• Texto proporcionado:
Cuando el presidente necesita más ayuda que el país

Opinión por: Eliana Úsuga

Por mucho tiempo, la figura de Gustavo Petro se sostuvo en una suerte de aura de redentor: el político de la izquierda que venía a limpiar la casa, a corregir el rumbo, a romper con las viejas mañas del poder tradicional. Sin embargo, la realidad ha sido completamente distinta

La carta reciente de Álvaro Leyva, hasta hace poco uno de los hombres más cercanos al presidente, no deja espacio para la interpretación amable. Leyva no solo revela los problemas de drogadicción de Petro, sino que lamenta, con dolor genuino, no haber intervenido en su momento. El pasaje más demoledor lo dice todo: “Fue en París donde pude confirmar que usted tenía el problema de la drogadicción. Su recuperación lastimosamente no ha tenido lugar”.

No es solo Leyva quien alza la voz. En una columna dedicada a Gustavo Petro, la periodista María Jimena Duzán le planteó “Usted mismo ha dicho que las drogas son, sobre todo, un problema de salud púbica y que la guerra contra las drogas fracasó. Confesar que usted sufre de adicción no puede ser un pecado ni una vergüenza, sino un acto de profunda honestidad”.

Y por si fuera poco, el exembajador Armando Benedetti, en una entrevista con la Revista Semana, hace algunos meses dejó escapar otra bomba: que el tema de la cocaína era un secreto a voces en el círculo íntimo del poder. Cuando Laura Sarabia, mano derecha de Petro, le insinúa que Benedetti podría tener problemas de consumo, él responde con brutal sinceridad: “Si usted cree que yo lo tengo, ¿qué hace el otro?”, refiriéndose sin rodeos al presidente.

Sus discursos divagan, se contradicen, y cuando se siente acorralado, responde con vulgaridades e insultos, como ocurrió recientemente, cuando terminó insultando al presidente del Senado.

• Extracto de datos:
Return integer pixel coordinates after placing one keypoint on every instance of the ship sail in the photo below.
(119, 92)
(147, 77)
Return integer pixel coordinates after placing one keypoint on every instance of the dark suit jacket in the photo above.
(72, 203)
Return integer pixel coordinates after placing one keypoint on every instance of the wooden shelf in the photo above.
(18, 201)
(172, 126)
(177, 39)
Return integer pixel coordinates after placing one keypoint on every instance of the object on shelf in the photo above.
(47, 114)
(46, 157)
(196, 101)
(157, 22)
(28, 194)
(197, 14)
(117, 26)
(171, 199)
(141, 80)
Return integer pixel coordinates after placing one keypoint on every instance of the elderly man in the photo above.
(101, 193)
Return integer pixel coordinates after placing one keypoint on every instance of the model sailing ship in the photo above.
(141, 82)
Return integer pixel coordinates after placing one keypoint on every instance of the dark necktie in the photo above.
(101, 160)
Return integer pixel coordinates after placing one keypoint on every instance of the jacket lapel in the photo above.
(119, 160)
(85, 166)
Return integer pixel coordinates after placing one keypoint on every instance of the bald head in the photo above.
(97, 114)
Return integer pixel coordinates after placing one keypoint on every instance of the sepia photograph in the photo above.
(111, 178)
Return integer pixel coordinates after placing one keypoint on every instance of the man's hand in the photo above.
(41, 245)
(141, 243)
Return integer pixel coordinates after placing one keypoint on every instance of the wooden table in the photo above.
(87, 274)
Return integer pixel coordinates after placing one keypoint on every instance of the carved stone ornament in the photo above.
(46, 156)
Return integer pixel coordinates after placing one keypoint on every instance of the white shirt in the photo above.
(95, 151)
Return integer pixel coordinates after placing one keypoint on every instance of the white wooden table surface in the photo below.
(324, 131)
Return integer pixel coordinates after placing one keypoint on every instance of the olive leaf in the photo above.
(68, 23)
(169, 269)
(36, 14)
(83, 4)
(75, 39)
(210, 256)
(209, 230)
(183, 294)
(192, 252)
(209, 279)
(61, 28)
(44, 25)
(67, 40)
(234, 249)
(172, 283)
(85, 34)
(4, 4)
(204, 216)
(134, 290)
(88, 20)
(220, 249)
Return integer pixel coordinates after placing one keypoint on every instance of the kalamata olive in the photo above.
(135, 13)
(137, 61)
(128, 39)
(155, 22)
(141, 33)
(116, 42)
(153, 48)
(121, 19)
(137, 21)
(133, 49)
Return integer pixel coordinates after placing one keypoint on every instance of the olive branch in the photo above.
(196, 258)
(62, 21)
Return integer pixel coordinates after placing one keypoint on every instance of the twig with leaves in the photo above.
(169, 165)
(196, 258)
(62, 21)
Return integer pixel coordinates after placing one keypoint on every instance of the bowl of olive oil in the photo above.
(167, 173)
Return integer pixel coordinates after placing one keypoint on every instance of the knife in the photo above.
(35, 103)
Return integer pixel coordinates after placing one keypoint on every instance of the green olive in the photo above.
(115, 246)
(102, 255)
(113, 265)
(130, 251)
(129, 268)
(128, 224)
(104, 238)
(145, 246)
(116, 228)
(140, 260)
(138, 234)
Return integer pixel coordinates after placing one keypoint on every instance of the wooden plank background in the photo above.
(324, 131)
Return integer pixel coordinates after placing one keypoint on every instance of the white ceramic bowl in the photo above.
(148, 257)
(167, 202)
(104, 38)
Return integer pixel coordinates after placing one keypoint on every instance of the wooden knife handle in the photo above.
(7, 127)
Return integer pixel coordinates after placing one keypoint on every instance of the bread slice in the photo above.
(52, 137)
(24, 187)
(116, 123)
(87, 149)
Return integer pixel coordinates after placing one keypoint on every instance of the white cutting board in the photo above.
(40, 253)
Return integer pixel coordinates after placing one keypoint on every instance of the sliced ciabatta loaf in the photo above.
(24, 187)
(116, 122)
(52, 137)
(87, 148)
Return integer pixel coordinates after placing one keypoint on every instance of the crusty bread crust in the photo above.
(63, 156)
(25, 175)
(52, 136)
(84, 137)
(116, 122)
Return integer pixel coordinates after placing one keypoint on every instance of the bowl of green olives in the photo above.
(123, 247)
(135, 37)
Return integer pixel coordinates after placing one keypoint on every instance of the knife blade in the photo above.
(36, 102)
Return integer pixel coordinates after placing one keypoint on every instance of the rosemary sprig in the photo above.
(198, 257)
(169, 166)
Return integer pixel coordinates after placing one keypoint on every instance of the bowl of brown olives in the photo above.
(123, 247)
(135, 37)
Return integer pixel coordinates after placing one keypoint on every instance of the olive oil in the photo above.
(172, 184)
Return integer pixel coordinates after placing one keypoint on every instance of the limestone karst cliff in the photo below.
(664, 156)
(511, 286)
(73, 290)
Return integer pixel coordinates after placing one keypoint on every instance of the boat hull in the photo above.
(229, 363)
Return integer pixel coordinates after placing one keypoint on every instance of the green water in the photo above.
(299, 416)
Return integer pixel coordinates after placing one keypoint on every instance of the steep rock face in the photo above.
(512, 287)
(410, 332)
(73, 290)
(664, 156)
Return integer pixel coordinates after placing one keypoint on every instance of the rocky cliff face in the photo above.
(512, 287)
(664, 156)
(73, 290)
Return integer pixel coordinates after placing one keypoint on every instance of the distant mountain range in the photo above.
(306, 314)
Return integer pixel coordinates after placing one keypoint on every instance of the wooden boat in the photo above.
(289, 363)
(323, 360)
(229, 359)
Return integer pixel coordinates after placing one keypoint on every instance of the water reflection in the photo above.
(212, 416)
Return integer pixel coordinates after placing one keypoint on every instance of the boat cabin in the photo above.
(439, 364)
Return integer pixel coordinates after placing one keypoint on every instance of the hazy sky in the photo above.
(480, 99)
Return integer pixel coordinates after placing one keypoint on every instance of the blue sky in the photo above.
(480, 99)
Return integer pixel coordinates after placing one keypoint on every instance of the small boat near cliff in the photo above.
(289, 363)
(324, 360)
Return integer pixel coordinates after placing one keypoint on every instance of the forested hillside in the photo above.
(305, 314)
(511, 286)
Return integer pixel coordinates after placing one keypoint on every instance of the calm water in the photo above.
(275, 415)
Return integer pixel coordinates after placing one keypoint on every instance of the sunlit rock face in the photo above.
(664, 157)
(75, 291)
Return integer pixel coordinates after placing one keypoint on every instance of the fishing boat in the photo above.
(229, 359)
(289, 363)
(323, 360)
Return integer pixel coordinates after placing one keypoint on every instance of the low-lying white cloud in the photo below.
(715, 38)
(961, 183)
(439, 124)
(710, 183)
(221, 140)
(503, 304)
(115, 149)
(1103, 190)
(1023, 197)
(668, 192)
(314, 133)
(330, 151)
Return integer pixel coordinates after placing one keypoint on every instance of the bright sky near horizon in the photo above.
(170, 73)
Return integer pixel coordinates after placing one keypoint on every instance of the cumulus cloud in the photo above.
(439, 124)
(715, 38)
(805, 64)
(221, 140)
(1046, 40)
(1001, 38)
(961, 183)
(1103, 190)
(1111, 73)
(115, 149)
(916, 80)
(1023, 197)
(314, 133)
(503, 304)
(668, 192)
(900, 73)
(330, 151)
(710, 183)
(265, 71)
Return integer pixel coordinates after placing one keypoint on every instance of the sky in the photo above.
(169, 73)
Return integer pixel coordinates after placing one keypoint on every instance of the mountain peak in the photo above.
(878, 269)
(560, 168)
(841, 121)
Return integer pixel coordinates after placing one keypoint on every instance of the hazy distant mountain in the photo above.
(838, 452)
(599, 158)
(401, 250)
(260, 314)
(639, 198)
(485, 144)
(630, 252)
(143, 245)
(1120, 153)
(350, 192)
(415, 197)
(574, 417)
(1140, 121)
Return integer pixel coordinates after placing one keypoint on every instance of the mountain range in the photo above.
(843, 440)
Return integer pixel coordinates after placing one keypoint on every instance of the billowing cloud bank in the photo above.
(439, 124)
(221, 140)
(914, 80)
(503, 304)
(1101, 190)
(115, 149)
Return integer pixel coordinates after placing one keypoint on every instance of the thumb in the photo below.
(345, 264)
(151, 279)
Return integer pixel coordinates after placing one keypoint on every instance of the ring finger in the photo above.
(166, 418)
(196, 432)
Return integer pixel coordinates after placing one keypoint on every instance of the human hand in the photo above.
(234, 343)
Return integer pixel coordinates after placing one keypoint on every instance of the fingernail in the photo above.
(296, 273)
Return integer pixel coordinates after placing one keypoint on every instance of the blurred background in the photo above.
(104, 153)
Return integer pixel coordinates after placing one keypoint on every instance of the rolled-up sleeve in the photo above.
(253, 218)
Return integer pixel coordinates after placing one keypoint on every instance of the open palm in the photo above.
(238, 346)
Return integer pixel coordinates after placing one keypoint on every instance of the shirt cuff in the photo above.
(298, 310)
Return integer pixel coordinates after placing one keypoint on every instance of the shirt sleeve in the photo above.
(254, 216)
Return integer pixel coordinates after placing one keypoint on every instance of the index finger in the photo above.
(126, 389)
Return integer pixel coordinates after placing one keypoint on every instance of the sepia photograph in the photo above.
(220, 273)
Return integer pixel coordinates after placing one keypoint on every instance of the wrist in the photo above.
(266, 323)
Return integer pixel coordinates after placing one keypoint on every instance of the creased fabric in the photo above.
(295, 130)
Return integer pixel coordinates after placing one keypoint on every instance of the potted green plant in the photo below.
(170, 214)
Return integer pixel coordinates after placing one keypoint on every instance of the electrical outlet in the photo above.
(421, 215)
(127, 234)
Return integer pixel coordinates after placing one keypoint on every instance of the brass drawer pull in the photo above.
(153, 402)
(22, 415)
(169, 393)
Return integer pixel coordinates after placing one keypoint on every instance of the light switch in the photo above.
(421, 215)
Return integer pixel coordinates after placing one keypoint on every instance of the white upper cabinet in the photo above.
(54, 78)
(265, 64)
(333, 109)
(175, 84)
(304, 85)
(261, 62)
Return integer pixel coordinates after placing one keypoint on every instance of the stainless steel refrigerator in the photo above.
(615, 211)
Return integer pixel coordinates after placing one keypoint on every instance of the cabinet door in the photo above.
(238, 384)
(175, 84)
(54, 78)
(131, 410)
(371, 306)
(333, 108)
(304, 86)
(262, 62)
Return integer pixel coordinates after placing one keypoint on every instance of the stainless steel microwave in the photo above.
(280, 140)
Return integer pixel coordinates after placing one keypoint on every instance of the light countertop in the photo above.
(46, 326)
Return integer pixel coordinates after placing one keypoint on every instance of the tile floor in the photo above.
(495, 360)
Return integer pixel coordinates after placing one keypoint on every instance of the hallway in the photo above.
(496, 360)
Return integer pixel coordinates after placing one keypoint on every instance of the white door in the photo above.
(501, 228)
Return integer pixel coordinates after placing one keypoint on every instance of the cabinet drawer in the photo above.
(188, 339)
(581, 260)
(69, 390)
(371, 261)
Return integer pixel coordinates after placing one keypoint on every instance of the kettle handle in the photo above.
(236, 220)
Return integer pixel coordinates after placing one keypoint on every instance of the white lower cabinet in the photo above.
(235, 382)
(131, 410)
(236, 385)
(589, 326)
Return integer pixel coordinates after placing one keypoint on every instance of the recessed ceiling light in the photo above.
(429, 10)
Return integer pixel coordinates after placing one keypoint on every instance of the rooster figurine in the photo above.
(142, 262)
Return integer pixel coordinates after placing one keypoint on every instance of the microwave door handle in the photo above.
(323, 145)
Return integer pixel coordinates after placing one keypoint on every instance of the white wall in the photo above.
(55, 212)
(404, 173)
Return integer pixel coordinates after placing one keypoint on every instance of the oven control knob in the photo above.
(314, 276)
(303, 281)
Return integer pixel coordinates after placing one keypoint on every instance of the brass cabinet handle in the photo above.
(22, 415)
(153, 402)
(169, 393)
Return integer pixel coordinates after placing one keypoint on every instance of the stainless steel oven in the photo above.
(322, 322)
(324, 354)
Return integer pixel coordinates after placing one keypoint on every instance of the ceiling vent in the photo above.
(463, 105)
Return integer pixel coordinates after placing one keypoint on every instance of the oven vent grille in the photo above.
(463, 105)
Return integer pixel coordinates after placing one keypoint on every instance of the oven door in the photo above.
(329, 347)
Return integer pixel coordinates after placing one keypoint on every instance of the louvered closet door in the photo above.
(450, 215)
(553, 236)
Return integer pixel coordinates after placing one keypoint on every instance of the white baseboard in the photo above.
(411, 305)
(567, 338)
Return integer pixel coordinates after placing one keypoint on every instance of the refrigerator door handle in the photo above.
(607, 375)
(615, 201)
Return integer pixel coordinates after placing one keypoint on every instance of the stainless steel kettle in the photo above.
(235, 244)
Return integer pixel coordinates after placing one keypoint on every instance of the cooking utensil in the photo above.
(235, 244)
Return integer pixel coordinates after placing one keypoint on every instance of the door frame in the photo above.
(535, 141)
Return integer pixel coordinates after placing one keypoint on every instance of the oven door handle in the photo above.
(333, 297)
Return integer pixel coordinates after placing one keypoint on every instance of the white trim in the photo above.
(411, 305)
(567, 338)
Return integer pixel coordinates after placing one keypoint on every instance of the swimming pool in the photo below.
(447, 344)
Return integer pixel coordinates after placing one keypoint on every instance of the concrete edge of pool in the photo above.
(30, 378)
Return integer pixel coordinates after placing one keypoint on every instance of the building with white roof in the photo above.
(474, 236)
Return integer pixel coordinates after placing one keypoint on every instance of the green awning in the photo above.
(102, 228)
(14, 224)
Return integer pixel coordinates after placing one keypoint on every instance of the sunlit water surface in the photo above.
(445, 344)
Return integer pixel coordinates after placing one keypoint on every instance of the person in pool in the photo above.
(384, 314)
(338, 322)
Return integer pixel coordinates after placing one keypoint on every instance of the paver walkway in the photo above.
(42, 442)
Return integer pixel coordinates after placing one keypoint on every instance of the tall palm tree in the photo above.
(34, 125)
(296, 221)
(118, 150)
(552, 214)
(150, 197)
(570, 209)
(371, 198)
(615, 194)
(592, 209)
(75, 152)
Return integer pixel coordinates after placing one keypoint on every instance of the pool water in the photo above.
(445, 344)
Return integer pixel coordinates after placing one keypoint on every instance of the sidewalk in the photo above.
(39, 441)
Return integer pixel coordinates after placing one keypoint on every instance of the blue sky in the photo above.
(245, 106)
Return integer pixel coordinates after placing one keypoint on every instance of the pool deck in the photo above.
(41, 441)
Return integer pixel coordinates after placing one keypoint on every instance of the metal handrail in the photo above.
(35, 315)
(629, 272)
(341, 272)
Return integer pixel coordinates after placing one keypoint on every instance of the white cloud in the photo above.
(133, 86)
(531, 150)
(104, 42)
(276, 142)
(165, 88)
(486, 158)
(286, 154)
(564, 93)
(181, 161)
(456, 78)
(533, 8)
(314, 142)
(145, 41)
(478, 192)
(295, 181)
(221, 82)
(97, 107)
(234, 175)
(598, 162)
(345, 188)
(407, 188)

• Consigna 1: Según la columna de opinión sobre Gustavo Petro, ¿en qué ciudad confirmó Álvaro Leyva que el presidente tenía problemas de drogadicción?
• Consigna 2: Cita sin cambios el fragmento de la columna sobre Gustavo Petro que empieza con "Y por si fuera" y continúa hasta "rodeos al presidente.".
• Consigna 3: Prolonga la columna de opinión sobre Gustavo Petro a partir de su última oración.
Estos datos provienen de otra fuente.

• Resultado del ejercicio 1: En París.

• Resultado del ejercicio 2:
Y por si fuera poco, el exembajador Armando Benedetti, en una entrevista con la Revista Semana, hace algunos meses dejó escapar otra bomba: que el tema de la cocaína era un secreto a voces en el círculo íntimo del poder. Cuando Laura Sarabia, mano derecha de Petro, le insinúa que Benedetti podría tener problemas de consumo, él responde con brutal sinceridad: “Si usted cree que yo lo tengo, ¿qué hace el otro?”, refiriéndose sin rodeos al presidente.

• Resultado del ejercicio 3:
Todo esto sería tragicómico si no fuera profundamente trágico. La imagen del “líder que iba a cambiarlo todo”, se cae a pedazos mientras el país sigue en su espiral de violencia, pobreza e incertidumbre. ¿Quién gobierna realmente? ¿Un hombre en plenitud de sus capacidades o alguien consumido por sus propios fantasmas?

Aquí es importante ser claros: la adicción a las drogas es una enfermedad crónica que afecta directamente el cerebro. No es un simple mal hábito, sino una condición médica que deteriora la capacidad de tomar decisiones racionales, el autocontrol y la estabilidad emocional.

Gobernar un país exige claridad mental, serenidad y disciplina: cualidades que son gravemente afectadas en alguien que lucha, sin tratamiento efectivo, contra una adicción. Un presidente adicto no solo pone en riesgo su propia vida, sino también la estabilidad y el futuro de toda la nación.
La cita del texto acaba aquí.